═══ Çıkarılan Bilgiler ═══
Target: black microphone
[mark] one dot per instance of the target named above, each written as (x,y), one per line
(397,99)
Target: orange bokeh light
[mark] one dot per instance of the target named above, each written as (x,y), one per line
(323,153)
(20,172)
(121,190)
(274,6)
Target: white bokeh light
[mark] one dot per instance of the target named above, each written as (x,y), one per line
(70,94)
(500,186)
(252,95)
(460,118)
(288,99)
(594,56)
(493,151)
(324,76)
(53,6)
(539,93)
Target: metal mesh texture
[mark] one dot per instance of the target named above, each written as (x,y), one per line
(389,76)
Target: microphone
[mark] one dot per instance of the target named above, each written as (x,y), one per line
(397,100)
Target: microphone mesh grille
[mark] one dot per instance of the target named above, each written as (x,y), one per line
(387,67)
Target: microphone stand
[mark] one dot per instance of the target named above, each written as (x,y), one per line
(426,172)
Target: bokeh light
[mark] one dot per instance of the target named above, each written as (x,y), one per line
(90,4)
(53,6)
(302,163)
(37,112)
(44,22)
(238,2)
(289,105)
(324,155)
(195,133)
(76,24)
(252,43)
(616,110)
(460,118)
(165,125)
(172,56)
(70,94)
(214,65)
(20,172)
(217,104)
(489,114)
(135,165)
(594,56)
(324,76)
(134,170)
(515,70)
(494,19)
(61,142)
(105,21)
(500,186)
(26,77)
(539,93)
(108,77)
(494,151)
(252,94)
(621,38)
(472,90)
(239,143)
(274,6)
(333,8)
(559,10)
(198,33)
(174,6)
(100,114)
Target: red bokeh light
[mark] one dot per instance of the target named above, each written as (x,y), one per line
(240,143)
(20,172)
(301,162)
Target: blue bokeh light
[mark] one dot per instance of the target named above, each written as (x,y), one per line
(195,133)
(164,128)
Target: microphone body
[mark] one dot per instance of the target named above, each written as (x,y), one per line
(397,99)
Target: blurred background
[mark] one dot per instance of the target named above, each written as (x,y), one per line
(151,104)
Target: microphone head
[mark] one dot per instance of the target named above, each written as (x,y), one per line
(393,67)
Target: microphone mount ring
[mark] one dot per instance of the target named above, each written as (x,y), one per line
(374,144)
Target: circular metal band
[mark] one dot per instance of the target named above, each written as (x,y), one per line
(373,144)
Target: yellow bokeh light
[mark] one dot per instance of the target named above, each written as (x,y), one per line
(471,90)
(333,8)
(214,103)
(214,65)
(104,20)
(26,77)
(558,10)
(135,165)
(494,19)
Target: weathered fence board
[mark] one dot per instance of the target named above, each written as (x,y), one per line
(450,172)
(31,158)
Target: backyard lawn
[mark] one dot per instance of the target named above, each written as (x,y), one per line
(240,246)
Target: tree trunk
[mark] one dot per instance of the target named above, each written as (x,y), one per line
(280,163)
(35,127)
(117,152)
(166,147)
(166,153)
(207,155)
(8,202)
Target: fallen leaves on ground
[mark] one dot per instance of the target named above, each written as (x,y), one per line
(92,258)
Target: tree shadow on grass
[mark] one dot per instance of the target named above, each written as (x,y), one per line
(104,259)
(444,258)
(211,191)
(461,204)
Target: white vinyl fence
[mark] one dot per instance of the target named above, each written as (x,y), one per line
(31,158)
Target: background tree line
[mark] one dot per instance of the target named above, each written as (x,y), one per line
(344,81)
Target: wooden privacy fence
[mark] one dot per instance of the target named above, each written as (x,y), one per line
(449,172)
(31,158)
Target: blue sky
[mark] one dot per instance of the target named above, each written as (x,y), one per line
═══
**Yapılacak Görev:** "Target: wooden privacy fence" içeren satırdan son satıra kadar, ikisi de dahil olmak üzere, satırları "blue sky" yerine "cloudy sky" yazarak değiştirin. Geri kalan her şeyi aynen koruyun.

**Alıştırma Cevabı:**
Target: wooden privacy fence
[mark] one dot per instance of the target named above, each written as (x,y), one per line
(449,172)
(31,158)
Target: cloudy sky
[mark] one dot per instance of the target named above, each written as (x,y), one per line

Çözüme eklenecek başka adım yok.